▶ **Kutipan Dokumen**
◇ ◇ ◇ ◇ ◇
Di Maluku Utara KPK Tak Berdaya

Oleh: Igrissa Majid
(Founder Indonesia Anti-Corruption Network)
Saling tuding mengenai kepentingan antar institusi saat pembahasan APBD 2024, pada akhirnya terungkap satu per satu. Dari masalah anggaran kegiatan pokok pikiran (pokir) 45 Anggota DPRD, hingga jumlah beban jumbo utang Pemerintah Daerah Maluku Utara yang sengaja disembunyikan, sama-sama menjadi perhatian khusus KPK. Sayangnya, kebiasaan lembaga anti rasuah itu hanya sebatas meramaikan pernyataan di media. Entah hanya menggertak atau memang tidak berdaya?
Hanya Menggertak
Mungkin saya agak subjektif, tapi karakter pejabat Maluku Utara umumnya kebal hukum. Mereka paham, langkah KPK tidak akan berani menjaring berbagai informasi korupsi yang dibocorkan pihak tertentu, untuk menyeret mereka di meja pengadilan. Karena KPK dalam penilaian mereka hanyalah institusi yang datang menggertak, pulang tanpa jejak.
◇ ◇ ◇ ◇ ◇
▶ **Baris Data**
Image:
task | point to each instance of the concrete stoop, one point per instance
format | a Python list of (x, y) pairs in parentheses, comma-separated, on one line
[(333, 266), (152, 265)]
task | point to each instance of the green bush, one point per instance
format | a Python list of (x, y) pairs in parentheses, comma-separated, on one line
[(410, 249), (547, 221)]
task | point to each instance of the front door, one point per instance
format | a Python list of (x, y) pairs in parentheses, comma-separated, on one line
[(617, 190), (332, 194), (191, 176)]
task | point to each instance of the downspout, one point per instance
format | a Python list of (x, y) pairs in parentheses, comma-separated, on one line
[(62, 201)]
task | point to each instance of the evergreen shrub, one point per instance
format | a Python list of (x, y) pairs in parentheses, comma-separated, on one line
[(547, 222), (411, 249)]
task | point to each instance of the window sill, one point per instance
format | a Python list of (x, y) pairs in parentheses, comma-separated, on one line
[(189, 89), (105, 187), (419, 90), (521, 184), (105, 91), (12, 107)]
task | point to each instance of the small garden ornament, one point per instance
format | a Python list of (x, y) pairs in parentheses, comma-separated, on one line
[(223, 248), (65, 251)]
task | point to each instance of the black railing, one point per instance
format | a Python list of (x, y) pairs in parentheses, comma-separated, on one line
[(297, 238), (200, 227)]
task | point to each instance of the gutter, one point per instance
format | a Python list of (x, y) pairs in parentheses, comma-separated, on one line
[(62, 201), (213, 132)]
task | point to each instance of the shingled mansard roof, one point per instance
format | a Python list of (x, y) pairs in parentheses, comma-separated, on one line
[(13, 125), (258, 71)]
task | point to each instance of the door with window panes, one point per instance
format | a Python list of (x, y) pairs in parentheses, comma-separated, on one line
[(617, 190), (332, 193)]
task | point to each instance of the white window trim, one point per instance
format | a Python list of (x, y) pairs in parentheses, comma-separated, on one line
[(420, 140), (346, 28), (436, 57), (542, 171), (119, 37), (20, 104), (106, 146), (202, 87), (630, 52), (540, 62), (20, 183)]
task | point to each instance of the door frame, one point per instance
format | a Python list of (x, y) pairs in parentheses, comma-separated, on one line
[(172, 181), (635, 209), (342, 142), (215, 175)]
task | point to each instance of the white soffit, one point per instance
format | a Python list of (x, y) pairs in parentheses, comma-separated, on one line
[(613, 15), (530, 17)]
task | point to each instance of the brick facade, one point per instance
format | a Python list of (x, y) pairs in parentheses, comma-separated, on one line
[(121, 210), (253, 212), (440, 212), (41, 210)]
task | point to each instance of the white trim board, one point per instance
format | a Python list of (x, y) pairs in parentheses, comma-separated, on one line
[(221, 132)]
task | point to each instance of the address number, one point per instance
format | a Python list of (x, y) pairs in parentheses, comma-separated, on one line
◇ ◇ ◇ ◇ ◇
▶ **Instruksi Anda**
Ketik ulang bagian kutipan dokumen tanpa mengubah apa pun, mulai dari kata-kata "Di Maluku Utara" dan berhenti setelah "memang tidak berdaya?". Jadikan kutipan dokumen sebagai satu-satunya acuan.

▶ **Jawaban Tugas**
Di Maluku Utara KPK Tak Berdaya

Oleh: Igrissa Majid
(Founder Indonesia Anti-Corruption Network)
Saling tuding mengenai kepentingan antar institusi saat pembahasan APBD 2024, pada akhirnya terungkap satu per satu. Dari masalah anggaran kegiatan pokok pikiran (pokir) 45 Anggota DPRD, hingga jumlah beban jumbo utang Pemerintah Daerah Maluku Utara yang sengaja disembunyikan, sama-sama menjadi perhatian khusus KPK. Sayangnya, kebiasaan lembaga anti rasuah itu hanya sebatas meramaikan pernyataan di media. Entah hanya menggertak atau memang tidak berdaya?